INSTRUCTIONS FOR THE TASK ▸ Set the listing down again in full, word for word, with the pictures left out.

MATERIAL FOR THIS TASK ▸

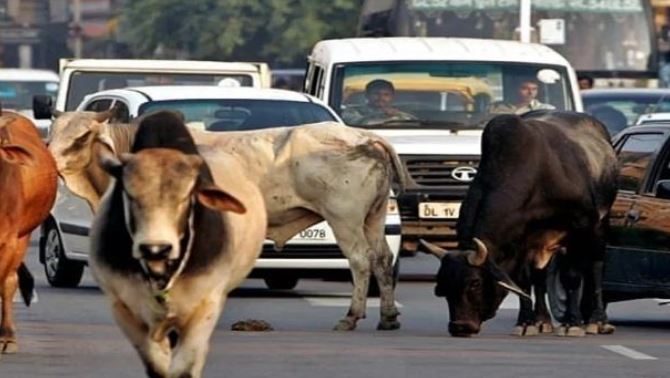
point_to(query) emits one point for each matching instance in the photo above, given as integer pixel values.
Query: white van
(19, 85)
(80, 77)
(443, 92)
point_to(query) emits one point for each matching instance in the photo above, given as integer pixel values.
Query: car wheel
(281, 282)
(556, 293)
(373, 289)
(60, 271)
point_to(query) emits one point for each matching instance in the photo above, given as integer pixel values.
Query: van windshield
(444, 94)
(83, 83)
(18, 95)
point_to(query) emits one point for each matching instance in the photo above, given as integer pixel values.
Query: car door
(638, 256)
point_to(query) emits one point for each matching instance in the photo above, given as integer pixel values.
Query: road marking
(630, 353)
(341, 302)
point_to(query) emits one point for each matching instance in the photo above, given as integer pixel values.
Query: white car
(312, 253)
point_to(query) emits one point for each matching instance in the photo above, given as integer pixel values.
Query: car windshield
(19, 94)
(243, 114)
(83, 83)
(444, 94)
(619, 111)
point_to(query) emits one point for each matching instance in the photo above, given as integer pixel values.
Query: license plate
(312, 233)
(439, 210)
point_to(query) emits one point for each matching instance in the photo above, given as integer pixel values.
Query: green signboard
(592, 6)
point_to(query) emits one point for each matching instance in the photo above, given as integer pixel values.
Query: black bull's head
(473, 284)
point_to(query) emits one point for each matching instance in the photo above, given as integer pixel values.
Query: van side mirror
(42, 106)
(663, 189)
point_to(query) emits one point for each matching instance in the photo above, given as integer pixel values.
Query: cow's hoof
(571, 331)
(345, 325)
(545, 327)
(388, 325)
(591, 329)
(9, 347)
(528, 330)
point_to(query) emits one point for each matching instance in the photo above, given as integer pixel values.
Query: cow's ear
(217, 199)
(504, 280)
(15, 154)
(105, 115)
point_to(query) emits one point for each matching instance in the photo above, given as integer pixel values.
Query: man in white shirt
(526, 100)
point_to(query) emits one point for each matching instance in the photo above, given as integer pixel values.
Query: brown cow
(28, 182)
(307, 174)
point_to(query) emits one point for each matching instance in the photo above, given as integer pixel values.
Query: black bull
(545, 185)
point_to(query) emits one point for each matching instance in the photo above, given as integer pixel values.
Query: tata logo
(465, 174)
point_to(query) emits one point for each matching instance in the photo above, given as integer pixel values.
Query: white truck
(447, 88)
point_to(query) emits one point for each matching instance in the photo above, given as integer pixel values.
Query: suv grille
(438, 171)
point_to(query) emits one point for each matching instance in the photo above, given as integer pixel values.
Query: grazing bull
(306, 174)
(28, 180)
(546, 182)
(172, 237)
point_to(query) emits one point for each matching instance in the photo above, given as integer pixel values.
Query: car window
(99, 105)
(635, 156)
(122, 114)
(18, 94)
(238, 114)
(433, 93)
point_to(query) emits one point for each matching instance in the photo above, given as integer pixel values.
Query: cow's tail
(398, 169)
(26, 284)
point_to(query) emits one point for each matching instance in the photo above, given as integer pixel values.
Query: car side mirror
(663, 189)
(42, 106)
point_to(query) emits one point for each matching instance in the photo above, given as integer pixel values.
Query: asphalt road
(70, 333)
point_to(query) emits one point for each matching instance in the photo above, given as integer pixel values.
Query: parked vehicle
(449, 87)
(619, 108)
(18, 86)
(312, 253)
(79, 77)
(638, 252)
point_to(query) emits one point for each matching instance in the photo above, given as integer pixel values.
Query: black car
(637, 261)
(619, 108)
(638, 253)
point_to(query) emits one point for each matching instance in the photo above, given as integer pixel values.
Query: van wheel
(281, 282)
(373, 289)
(60, 271)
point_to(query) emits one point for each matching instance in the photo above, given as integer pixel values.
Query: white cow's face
(72, 138)
(160, 189)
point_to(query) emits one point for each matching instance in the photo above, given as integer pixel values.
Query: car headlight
(392, 207)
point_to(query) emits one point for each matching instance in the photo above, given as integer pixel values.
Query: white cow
(306, 174)
(172, 237)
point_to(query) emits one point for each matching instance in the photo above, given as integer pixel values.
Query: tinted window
(635, 155)
(99, 105)
(19, 94)
(621, 111)
(236, 115)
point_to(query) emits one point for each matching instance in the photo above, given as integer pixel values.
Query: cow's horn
(514, 289)
(105, 115)
(432, 248)
(478, 257)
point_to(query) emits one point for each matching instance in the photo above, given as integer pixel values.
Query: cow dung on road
(252, 325)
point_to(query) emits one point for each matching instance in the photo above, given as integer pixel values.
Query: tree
(280, 32)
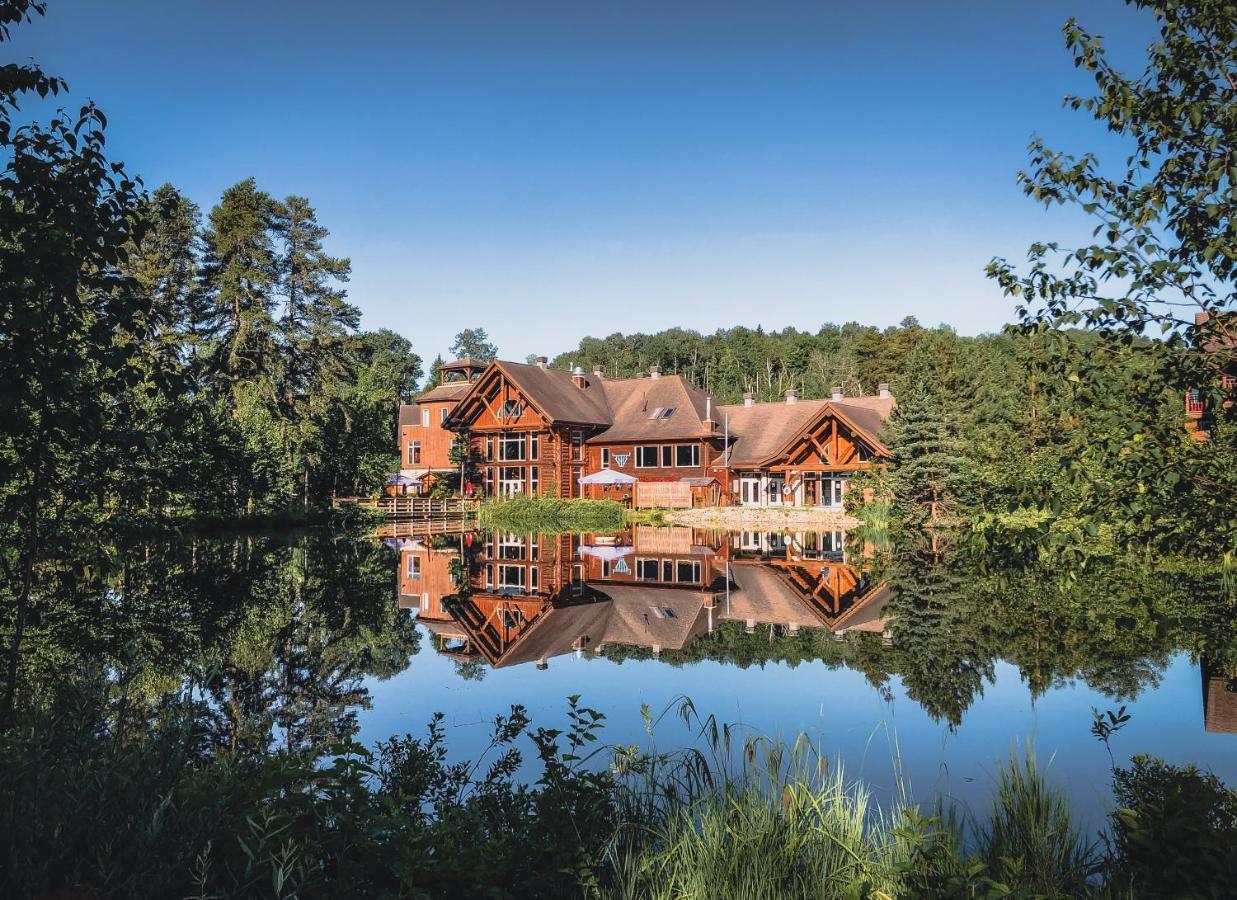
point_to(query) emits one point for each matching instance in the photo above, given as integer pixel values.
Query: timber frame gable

OUTPUT FOR THIS TASK ▸
point_to(query) emits one point for each matching instance in the photo above, given as integer pixel values.
Query: white van
(19, 85)
(80, 77)
(443, 92)
point_to(query) emits one point for each matching instance in the photo above, given as integer pixel values.
Query: car wheel
(281, 282)
(556, 293)
(373, 289)
(60, 271)
point_to(query) emits one point for each matching instance in the photo above, given as integer pixel values.
Query: van windshield
(444, 94)
(83, 83)
(18, 95)
point_to(query) emits one point for each matching instance in the photo above, given as integer pixel values.
Query: car door
(638, 256)
point_to(query) emits one point for each matching instance in the photo above, given as integer pixel values.
Query: road marking
(630, 353)
(341, 302)
point_to(query) emits one point for each matching instance in the photo above, given as integer pixel values.
Query: white car
(312, 253)
point_to(query) emits one point for each matching instance in the photo above, given as integer pixel values.
Query: car windshield
(19, 94)
(243, 114)
(83, 83)
(444, 94)
(619, 111)
point_to(query) emits one point for each matching instance in the photo above, given as integer pixel values.
Query: license plate
(312, 233)
(439, 210)
point_to(query) emits one point for each matching instance in the photo above, given as integer pixel values.
Query: green signboard
(592, 6)
point_to(query) emits one point for each matching instance in the photo above, given as integer pixel values.
Query: black bull's head
(473, 284)
point_to(query) emits one point for each matching instance in the photo above, given as integer pixel values.
Query: van side mirror
(42, 106)
(663, 189)
point_to(query) emits one point for each matching instance in the photo above, given as integer pixel values.
Query: cow's hoof
(571, 331)
(345, 325)
(545, 327)
(388, 325)
(591, 329)
(9, 347)
(528, 330)
point_to(query) emits one point for each matching instance in the photo above, given as integer pixel values.
Query: cow's ear
(217, 199)
(504, 280)
(15, 154)
(105, 115)
point_to(query) emits one point for each matching instance in the photo above, given as integer pixel values.
Query: man in white shirt
(526, 100)
point_to(query) emits one point for each matching instance in the photo above, given as integer pixel values.
Query: brown cow
(28, 182)
(307, 174)
point_to(query) emits one point for each matching instance in the photo above, given as integer pixel values.
Query: black bull
(545, 185)
point_to(query) emits one point for each matching instance in the photo above, given as integer pixel values.
Query: tata logo
(465, 174)
point_to(query) emits one point for each matching instance in the photo above, given as integer pixel values.
Query: white truck
(447, 88)
point_to(query) emits one point for each matching instance in the photo above, given as integer pixel values.
Query: suv grille
(438, 171)
point_to(query) emits one point for each matching instance in the photo above, given as integer pixel values.
Query: grazing bull
(306, 174)
(28, 180)
(546, 182)
(172, 237)
point_to(query) emits one point for each matching instance in the photo above, given as integer pixel values.
Query: car window
(99, 105)
(635, 156)
(122, 114)
(18, 94)
(238, 114)
(433, 93)
point_to(query) emits one point for each matching instance in the photo above, given as integer pixel values.
Query: cow's tail
(398, 169)
(26, 284)
point_to(query) emits one point for each matching instance in the photo above, given as integer pixel values.
Query: car side mirror
(663, 189)
(42, 106)
point_to(query) emits one point for each matching instance in the photo above, given as integer pixel values.
Query: asphalt road
(70, 333)
point_to(query) emits one point for each matching instance in the photo above, given as integer pixel values.
Query: parked vehicle
(449, 87)
(619, 108)
(18, 86)
(312, 253)
(79, 77)
(638, 252)
point_to(query) emits one point for each matching instance in the photo above, given as integer pixel values.
Query: black car
(637, 261)
(619, 108)
(638, 253)
point_to(query) emits one point for each matching instance in the photo above, given as integer pixel values.
Query: van wheel
(281, 282)
(373, 289)
(60, 271)
point_to(query) emits one point for each matching instance in the photo above, given as integer pixel values.
Query: white cow's face
(72, 138)
(160, 189)
point_to(query) emits one point for each matching instance in the photo above, given as integer pixel values.
Query: car headlight
(392, 207)
point_to(query) emits one point for each matching instance in the photo above, given as integer pixel values.
Query: white cow
(306, 174)
(172, 237)
point_to(query) emits one point for each matching instance in the photo above, given as integer pixel values.
Query: tinted window
(635, 155)
(99, 105)
(19, 94)
(621, 111)
(236, 115)
point_to(query) emits one point for each matching instance in the photo above, given as integer pixel values.
Query: cow's horn
(514, 289)
(105, 115)
(432, 248)
(478, 257)
point_to(query) emits one point for each matching instance in the photo above, given as integer pixel values.
Query: cow dung on road
(252, 325)
point_to(query) emits one point for each matching instance in the photo above, given as integer pixel values.
Query: tree
(280, 32)
point_to(query) emits one point for each matching instance in the photo above, given as integer pixel values.
Query: timber frame gable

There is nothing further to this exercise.